## Data provided:
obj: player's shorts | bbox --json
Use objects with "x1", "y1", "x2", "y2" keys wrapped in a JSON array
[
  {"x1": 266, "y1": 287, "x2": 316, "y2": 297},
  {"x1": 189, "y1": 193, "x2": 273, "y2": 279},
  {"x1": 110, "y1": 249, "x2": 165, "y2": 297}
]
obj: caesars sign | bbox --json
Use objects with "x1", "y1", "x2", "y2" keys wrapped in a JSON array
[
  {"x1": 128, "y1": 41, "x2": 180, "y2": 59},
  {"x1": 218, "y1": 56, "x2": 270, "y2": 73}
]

...

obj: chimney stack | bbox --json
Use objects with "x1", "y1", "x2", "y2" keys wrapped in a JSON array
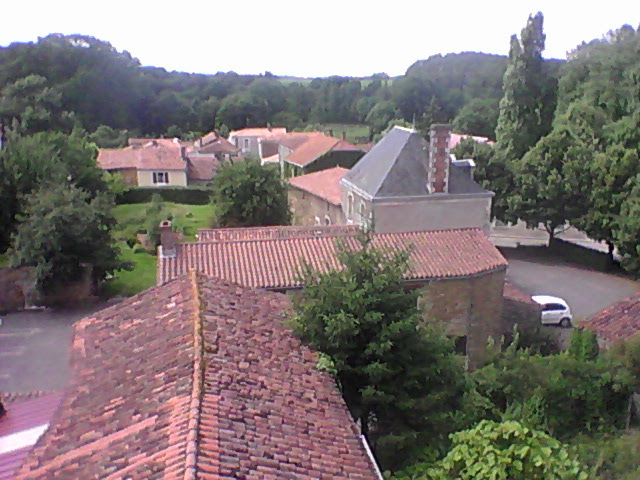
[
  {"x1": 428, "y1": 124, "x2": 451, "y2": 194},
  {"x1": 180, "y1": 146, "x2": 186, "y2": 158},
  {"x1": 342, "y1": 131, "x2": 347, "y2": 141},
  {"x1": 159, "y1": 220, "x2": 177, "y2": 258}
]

## Work item:
What lines above hold the word "bbox"? Pull each one out.

## Your solution:
obj: player's shorts | bbox --json
obj: caesars sign | bbox --json
obj: chimney stack | bbox --json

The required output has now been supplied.